━━ Records to process
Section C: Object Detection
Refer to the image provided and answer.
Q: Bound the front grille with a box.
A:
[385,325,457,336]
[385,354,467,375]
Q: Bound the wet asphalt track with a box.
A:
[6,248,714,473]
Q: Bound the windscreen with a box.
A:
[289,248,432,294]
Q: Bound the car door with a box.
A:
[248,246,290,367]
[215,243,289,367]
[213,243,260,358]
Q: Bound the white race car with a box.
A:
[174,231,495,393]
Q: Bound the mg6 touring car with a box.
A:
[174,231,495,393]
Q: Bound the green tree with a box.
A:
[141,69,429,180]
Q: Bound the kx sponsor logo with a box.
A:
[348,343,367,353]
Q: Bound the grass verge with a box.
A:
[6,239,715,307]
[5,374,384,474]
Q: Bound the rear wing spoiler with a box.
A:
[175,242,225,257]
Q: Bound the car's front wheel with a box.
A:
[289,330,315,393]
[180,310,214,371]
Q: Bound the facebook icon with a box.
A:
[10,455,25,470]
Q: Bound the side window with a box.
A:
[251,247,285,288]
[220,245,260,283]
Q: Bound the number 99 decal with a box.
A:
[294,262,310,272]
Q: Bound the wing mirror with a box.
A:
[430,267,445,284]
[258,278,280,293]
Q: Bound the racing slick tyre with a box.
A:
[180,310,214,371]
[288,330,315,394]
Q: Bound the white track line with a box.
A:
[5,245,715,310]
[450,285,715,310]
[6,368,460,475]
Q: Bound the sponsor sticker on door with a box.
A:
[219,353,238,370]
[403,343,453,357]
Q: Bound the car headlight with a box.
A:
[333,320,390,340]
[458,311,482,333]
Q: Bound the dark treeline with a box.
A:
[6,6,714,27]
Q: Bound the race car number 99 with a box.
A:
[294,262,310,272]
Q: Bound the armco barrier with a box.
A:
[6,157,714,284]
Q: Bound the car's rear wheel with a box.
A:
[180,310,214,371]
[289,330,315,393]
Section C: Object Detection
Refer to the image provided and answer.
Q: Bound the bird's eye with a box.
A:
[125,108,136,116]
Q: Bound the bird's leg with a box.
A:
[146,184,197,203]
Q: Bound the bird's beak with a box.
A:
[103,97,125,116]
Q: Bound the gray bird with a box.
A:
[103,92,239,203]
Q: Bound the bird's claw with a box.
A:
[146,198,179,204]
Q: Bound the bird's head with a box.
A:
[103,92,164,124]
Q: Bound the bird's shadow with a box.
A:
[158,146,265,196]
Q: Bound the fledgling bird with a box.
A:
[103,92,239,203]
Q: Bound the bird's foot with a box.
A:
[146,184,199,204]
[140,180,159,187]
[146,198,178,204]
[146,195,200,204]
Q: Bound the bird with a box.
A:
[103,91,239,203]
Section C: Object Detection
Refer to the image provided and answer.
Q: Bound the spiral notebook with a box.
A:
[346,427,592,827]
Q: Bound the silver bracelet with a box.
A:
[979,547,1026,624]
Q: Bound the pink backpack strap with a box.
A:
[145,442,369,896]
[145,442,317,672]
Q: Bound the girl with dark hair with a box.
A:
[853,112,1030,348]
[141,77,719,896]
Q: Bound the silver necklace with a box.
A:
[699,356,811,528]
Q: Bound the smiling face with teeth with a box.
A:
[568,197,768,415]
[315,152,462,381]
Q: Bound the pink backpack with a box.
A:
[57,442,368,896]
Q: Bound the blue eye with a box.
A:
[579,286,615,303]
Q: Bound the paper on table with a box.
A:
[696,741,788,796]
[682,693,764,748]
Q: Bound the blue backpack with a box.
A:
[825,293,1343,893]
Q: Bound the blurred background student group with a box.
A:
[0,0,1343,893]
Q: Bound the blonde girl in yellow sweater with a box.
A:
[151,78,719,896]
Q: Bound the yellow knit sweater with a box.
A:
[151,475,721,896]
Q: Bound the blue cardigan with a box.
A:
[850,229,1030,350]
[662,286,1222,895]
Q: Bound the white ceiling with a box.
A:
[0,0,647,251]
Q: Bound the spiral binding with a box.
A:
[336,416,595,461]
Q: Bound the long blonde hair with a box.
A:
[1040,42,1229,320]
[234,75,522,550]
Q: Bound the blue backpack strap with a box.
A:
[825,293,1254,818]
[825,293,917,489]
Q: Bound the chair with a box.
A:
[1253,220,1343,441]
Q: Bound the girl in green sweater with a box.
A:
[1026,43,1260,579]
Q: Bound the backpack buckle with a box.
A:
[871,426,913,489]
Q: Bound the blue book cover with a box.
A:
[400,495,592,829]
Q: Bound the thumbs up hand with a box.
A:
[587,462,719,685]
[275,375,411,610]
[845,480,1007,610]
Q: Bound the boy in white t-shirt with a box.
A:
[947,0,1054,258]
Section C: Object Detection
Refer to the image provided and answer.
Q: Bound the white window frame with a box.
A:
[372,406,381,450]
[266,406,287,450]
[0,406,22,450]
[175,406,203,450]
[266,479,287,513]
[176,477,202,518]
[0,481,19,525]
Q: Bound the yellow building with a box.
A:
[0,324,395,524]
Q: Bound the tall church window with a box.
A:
━━━━
◆ Stated goal ◆
Write out the material from the line containing "Q: Bound the gray bird with a box." through the line containing "[871,426,913,489]", with both of those lines included and every line kept unchanged.

◆ Complete answer ◆
Q: Bound the gray bird with a box.
A:
[103,92,239,203]
Q: Bound the bird's claw with a box.
A:
[146,198,179,204]
Q: Bound the bird's head with a box.
A:
[103,92,164,124]
Q: Bound the bird's shadow with a box.
A:
[158,146,265,196]
Q: Bound the fledgling bird with a box.
A:
[103,92,239,203]
Q: Bound the bird's foot with a box.
A:
[146,184,199,204]
[140,180,159,187]
[146,198,178,204]
[146,195,200,204]
Q: Bound the bird with a box.
A:
[103,91,239,203]
Section C: Object Detection
Refer to the image provided and answer.
Q: Bound the spiral notebook with a box.
A:
[346,427,592,827]
Q: Bound the silver bracelet with a box.
A:
[979,547,1026,624]
Q: Bound the pink backpack strap with a box.
A:
[145,442,369,896]
[145,442,317,672]
Q: Bound the girl with dark hair with a box.
A:
[853,112,1030,348]
[141,77,719,896]
Q: Bound the silver necklace with a box.
A:
[699,356,811,528]
Q: Bound the smiling face with teeth with a box.
A:
[568,197,768,415]
[315,152,462,381]
Q: Bound the pink backpack with a box.
A:
[57,442,368,896]
Q: Bound the blue eye with a box.
A:
[579,286,615,303]
Q: Bound the paper on table with a box.
A:
[696,741,788,796]
[682,693,764,748]
Q: Bound the blue backpack with a box.
A:
[825,293,1343,893]
Q: Bound the blurred background student group with a box.
A:
[0,0,1343,893]
Q: Bound the blonde girl in yellow sweater with a box.
A:
[151,78,719,896]
Q: Bound the yellow knit sweater with a box.
A:
[151,475,721,896]
Q: Bound the blue cardigan with a box.
A:
[850,229,1030,350]
[662,286,1222,895]
Q: Bound the white ceiling with a box.
A:
[0,0,647,251]
Q: Bound the spiral binding with a box.
A:
[336,416,595,461]
Q: Bound the long blonde hair with a box.
A:
[1040,42,1229,320]
[234,75,522,550]
Q: Bound the blue backpack strap with a box.
A:
[825,293,1254,818]
[825,293,917,489]
Q: Bound the chair with a box.
A:
[1253,220,1343,441]
Q: Bound the girl in green sweater with a box.
A:
[1026,43,1260,579]
Q: Bound the backpack buckle with a box.
A:
[871,426,913,489]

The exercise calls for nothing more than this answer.